### What to work on:
Would you copy the line that includes "of the bare" and every line that follows it, down to the last line of the listing below, exactly as they stand?

### Task inputs:
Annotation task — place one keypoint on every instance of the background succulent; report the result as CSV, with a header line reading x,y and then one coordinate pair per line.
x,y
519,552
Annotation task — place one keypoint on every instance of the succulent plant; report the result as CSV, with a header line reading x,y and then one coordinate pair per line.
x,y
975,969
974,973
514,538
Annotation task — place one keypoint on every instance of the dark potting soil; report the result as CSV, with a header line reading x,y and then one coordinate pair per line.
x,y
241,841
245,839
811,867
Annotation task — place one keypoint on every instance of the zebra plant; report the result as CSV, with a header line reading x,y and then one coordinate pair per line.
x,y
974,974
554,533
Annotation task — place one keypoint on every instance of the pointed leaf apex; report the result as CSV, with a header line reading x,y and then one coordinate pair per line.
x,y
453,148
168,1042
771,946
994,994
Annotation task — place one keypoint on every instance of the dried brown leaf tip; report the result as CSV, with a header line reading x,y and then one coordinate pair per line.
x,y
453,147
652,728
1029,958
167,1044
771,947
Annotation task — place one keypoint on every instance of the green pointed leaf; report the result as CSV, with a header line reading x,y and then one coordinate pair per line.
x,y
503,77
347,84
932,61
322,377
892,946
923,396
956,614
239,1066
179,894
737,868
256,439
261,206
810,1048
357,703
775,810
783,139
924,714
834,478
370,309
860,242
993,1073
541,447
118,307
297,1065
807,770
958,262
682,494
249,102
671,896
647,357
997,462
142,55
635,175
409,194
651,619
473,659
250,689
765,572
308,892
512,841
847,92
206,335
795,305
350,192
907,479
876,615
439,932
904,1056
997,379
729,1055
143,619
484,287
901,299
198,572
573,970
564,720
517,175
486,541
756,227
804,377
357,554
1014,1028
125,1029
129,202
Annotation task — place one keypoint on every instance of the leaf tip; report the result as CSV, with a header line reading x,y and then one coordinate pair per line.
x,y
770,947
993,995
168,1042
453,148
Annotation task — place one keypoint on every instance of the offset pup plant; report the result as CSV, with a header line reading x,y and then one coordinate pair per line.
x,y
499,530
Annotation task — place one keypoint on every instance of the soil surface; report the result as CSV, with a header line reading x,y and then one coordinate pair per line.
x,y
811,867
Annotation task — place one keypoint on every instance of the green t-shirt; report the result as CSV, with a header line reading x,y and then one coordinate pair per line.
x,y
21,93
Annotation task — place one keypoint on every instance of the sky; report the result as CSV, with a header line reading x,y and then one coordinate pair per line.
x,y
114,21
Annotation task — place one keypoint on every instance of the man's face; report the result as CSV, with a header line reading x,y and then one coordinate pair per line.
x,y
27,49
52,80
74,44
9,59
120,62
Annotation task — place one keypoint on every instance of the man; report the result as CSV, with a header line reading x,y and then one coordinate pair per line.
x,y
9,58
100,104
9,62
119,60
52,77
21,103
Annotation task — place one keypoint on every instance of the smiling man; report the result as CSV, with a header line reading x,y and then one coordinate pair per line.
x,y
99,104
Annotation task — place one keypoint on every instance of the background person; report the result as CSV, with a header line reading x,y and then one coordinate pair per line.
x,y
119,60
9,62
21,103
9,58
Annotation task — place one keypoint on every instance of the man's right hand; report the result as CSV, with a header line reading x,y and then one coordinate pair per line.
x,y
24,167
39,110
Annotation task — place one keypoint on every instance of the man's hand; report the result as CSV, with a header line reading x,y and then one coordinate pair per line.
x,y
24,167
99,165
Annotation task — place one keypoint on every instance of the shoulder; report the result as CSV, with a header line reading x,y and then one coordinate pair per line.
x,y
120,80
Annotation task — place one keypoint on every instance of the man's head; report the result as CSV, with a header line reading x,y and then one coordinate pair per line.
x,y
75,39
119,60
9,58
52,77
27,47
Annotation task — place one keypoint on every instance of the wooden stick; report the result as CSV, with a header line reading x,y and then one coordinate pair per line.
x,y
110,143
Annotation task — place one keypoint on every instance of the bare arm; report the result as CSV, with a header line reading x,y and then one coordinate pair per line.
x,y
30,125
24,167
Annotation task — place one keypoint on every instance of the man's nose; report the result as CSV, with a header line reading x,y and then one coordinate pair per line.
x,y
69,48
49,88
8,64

### Reply to the task:
Annotation task — place one keypoint on every instance of the bare arm; report the result as CSV, with a header line reading x,y and then one coordinate pair per line.
x,y
30,125
24,167
Annotation task — place one keypoint on every instance of the man's nose; report the result as CSV, with a header line reading x,y and then one coordinate pair per line.
x,y
69,48
49,88
8,64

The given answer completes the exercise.